_Text extract_
┄┄┄┄┄┄┄┄┄┄┄┄┄┄┄┄┄┄┄┄

Texturing, Caches, and Memory

Texturing

R600 features less texture hardware than we would expect to see, though AMD stands by the argument that compute power will come out on top when it matters. At the same time, we can't compute anything if we don't have any data to work with. So let's take a look at what AMD has done with their texture units.

There are four texture units in R600, one for each SIMD unit. These units don't share resources with the hardware in the SIMD units and are independently scheduled by AMD's dispatch processor. The dispatch processor is able to determine what data will be needed for threads about to execute and can handle setting up the texture units without waiting for the SIMD unit to request data and come up empty.

Texture units on the R600 are able to make both filtered and unfiltered texture requests no matter what shader is running. Unfiltered textures are useful with non-image-based texture data like vertex textures, normal maps, and generic blocks of data. Filtered requests will generally be for image data to be used in determining the color of a pixel. R600 can address one unfiltered texture per clock per texture unit and one filtered textures per clock per texture unit. Filtered units can be used to request unfiltered textures if necessary, providing an extra four unfiltered textures in place of one filtered texture.

┄┄┄┄┄┄┄┄┄┄┄┄┄┄┄┄┄┄┄┄

_Excerpts from a dataset on object pointing_
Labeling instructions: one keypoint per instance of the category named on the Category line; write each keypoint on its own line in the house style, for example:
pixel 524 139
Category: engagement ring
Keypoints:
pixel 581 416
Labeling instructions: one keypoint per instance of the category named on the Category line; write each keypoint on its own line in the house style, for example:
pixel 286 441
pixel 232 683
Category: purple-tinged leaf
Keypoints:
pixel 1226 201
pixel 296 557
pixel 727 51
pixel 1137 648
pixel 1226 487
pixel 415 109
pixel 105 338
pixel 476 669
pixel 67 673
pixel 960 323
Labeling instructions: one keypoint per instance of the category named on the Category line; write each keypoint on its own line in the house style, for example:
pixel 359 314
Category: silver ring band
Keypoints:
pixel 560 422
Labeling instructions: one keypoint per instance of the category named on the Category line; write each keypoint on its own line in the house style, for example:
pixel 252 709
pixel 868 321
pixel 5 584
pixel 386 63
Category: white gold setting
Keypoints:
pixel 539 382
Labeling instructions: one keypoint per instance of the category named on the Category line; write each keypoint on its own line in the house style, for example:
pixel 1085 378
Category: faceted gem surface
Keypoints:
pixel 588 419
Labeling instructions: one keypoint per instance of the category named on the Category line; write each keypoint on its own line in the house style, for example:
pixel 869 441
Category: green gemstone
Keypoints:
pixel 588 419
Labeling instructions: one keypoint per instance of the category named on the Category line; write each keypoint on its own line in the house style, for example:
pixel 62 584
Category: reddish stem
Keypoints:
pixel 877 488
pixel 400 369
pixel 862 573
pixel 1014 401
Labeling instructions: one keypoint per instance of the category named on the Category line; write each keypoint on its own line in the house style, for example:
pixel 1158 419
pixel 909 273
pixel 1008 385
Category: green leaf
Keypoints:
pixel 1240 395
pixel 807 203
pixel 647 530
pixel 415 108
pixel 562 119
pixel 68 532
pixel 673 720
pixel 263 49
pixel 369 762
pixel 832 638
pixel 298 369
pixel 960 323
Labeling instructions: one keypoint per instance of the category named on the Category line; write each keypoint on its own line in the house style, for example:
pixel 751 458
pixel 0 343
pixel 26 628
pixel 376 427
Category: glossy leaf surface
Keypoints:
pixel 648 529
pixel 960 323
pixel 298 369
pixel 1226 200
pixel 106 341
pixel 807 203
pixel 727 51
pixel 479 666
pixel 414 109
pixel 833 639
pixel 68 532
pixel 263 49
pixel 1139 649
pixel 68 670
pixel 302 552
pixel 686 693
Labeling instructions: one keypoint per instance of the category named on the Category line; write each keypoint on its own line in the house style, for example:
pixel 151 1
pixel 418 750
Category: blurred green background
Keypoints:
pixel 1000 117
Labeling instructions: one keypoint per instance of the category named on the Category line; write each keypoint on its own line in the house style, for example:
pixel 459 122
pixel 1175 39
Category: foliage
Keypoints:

┄┄┄┄┄┄┄┄┄┄┄┄┄┄┄┄┄┄┄┄

_Challenge_
Write the next few sentences of the text on R600 texture hardware, picking up right after its final sentence.

_Response to this exercise_
The unfiltered texture requests will come back through four fp32 texture samplers (one per component), while the filtered requests will return 16 data points which will be run through the texture filtering hardware resulting in four filtered texture samples. The hardware can at best produce 32 single component fp16 unfiltered results per texture unit per clock. More practically, each texture unit can produce four bilinear filtered four component fp16 samples per clock alongside four unfiltered results. For textures with fp32 components, two clocks would be required to complete a bilinear filter process, as only half the data is loaded at a time to conserve bandwidth.

This is definitely a step up for R600, as R5xx hardware doesn't have texture filtering hardware for floating point textures. All told, with each of its four texture units working, R600 can consume up to 32 unfiltered textures or 16 unfiltered textures plus 16 filtered textures (as long as they're fp16 or fewer bits and we're only using bilinear filtering).

G80 is built with four texture address units and eight texture filters per block of 16 SPs. In total, this means NVIDIA's hardware can produce 32 filtered texture samples per clock (again these are fp16 and bilinear filtered). Of course, NVIDIA is operating on twice as many threads per clock, so it is conceivable that they would benefit more from having the extra filtered data.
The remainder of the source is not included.